**** TASK INPUTS
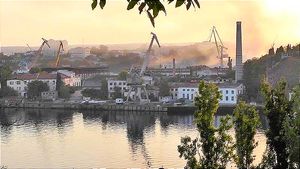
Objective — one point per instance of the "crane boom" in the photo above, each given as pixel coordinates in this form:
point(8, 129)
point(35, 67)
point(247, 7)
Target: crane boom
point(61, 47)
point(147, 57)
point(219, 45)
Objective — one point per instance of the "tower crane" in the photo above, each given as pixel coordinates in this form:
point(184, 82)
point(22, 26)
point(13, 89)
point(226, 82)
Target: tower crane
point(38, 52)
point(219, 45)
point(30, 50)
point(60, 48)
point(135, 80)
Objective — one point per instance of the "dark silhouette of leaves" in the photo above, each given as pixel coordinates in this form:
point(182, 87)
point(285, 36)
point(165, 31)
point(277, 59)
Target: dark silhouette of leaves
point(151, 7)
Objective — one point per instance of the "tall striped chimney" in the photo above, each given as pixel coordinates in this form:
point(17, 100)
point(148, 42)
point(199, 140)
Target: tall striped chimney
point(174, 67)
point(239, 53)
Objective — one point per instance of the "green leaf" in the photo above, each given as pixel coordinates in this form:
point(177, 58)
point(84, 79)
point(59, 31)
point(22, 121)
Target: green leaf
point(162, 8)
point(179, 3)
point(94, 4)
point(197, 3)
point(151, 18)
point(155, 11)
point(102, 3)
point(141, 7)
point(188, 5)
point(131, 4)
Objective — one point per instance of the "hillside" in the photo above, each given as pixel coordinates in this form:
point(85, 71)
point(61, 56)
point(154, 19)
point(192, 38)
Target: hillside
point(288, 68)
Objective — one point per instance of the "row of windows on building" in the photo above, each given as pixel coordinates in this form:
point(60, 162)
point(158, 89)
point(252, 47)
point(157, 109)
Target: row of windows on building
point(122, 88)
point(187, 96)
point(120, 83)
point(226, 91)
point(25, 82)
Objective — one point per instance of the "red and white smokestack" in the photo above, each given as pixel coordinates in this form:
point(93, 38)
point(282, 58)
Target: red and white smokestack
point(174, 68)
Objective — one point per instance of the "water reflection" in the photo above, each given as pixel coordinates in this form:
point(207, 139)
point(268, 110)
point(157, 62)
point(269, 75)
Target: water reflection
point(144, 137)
********
EXERCISE DETAILS
Nothing but the lines from the line that contains "point(177, 58)" to the last line of the records above should appear in the answer; please copy them exactly.

EXERCISE ANSWER
point(177, 58)
point(84, 79)
point(59, 31)
point(22, 121)
Target: green leaf
point(162, 8)
point(179, 3)
point(94, 4)
point(197, 3)
point(151, 18)
point(155, 11)
point(102, 3)
point(141, 7)
point(188, 5)
point(131, 4)
Objective — one point per instance of the "hillside" in the photo above, each given as pixel coordinates in this form:
point(85, 71)
point(61, 56)
point(154, 19)
point(192, 38)
Target: hillside
point(288, 68)
Objective — one point per instance of the "row of windows on building" in the photo above, each given as pixel coordinates in this form:
point(60, 162)
point(158, 89)
point(252, 47)
point(157, 109)
Target: row of windows on building
point(122, 88)
point(187, 96)
point(120, 83)
point(226, 91)
point(25, 82)
Objective — one point per instance of the "red and white smokestack" in the photo above, each given as pixel coordinates in this form:
point(93, 38)
point(282, 58)
Target: red and white smokestack
point(174, 68)
Objective — one point per instance of the "water reflection" in the photo above, each given as pixel coordinates in this form:
point(207, 139)
point(268, 110)
point(157, 62)
point(269, 75)
Target: water reflection
point(144, 137)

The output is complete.